Problem:
Return every item below unchanged, reproducing each of its lines in full.

(Outlines of named regions)
======
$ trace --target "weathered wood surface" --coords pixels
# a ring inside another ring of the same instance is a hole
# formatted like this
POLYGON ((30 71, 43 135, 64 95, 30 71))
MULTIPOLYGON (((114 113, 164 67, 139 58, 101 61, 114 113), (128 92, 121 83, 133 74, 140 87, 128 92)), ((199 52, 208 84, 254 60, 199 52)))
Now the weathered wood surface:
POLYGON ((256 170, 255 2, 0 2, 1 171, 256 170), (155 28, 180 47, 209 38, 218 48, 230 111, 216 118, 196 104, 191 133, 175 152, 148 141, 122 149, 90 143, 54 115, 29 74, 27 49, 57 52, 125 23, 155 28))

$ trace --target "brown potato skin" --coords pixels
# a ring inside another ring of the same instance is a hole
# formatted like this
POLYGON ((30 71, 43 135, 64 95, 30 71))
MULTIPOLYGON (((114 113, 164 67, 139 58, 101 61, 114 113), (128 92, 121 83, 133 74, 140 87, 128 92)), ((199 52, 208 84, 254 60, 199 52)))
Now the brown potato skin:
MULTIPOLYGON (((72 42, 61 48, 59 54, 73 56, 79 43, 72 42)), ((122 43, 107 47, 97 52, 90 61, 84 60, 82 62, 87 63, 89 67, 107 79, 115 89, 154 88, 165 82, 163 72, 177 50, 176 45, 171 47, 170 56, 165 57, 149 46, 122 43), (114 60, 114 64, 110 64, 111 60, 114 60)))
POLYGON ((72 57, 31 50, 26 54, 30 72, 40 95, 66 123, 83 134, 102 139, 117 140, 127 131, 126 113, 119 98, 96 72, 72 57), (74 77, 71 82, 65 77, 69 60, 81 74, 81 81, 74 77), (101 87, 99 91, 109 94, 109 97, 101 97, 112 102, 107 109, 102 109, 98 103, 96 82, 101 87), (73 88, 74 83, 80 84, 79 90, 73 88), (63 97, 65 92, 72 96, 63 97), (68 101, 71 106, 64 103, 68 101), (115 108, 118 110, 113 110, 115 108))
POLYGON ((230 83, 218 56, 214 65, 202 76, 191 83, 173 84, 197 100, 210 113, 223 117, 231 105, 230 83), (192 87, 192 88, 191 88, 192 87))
======
Response to the exercise:
$ trace --target "weathered wood surface" --coords pixels
# a ring inside another ring of the same instance is a hole
# formatted like this
POLYGON ((30 71, 43 135, 64 95, 30 71))
MULTIPOLYGON (((114 113, 164 67, 139 58, 101 61, 114 113), (128 92, 121 83, 133 74, 140 87, 128 92)), ((199 52, 208 84, 254 60, 199 52)))
Now the weathered wood surface:
POLYGON ((256 170, 255 2, 0 2, 1 171, 256 170), (155 28, 180 47, 209 38, 218 48, 230 111, 216 118, 196 104, 191 133, 175 152, 148 141, 122 149, 90 143, 54 115, 29 74, 27 49, 57 52, 125 23, 155 28))

$ trace --target "brown potato skin" --coords pixels
# a ring inside another ring of the same instance is a hole
# formatted like this
POLYGON ((30 71, 43 135, 64 95, 30 71))
MULTIPOLYGON (((114 113, 164 67, 139 58, 101 61, 114 113), (128 92, 121 83, 133 74, 140 87, 128 92)), ((199 52, 208 84, 254 60, 199 52)))
Now the brown potato skin:
MULTIPOLYGON (((72 42, 61 48, 59 54, 73 56, 79 43, 72 42)), ((122 43, 107 47, 97 52, 90 61, 84 60, 82 62, 87 63, 89 67, 107 79, 115 89, 154 88, 165 82, 163 72, 177 50, 176 45, 171 47, 170 56, 165 57, 149 46, 122 43), (114 60, 114 64, 110 64, 111 60, 114 60)))
POLYGON ((72 57, 31 50, 26 54, 30 72, 40 95, 66 123, 83 134, 102 139, 117 140, 127 131, 126 113, 119 98, 96 72, 72 57), (74 77, 71 82, 65 77, 69 60, 81 74, 81 81, 74 77), (101 87, 99 91, 109 94, 109 97, 101 97, 112 102, 107 109, 102 109, 98 103, 96 82, 101 87), (73 88, 74 83, 80 84, 79 90, 73 88), (63 97, 65 92, 72 96, 63 97), (68 101, 71 106, 64 103, 68 101), (115 108, 118 110, 113 110, 115 108))
POLYGON ((230 83, 218 56, 214 65, 202 76, 191 83, 173 84, 197 100, 210 113, 223 117, 231 105, 230 83), (192 87, 192 88, 191 88, 192 87))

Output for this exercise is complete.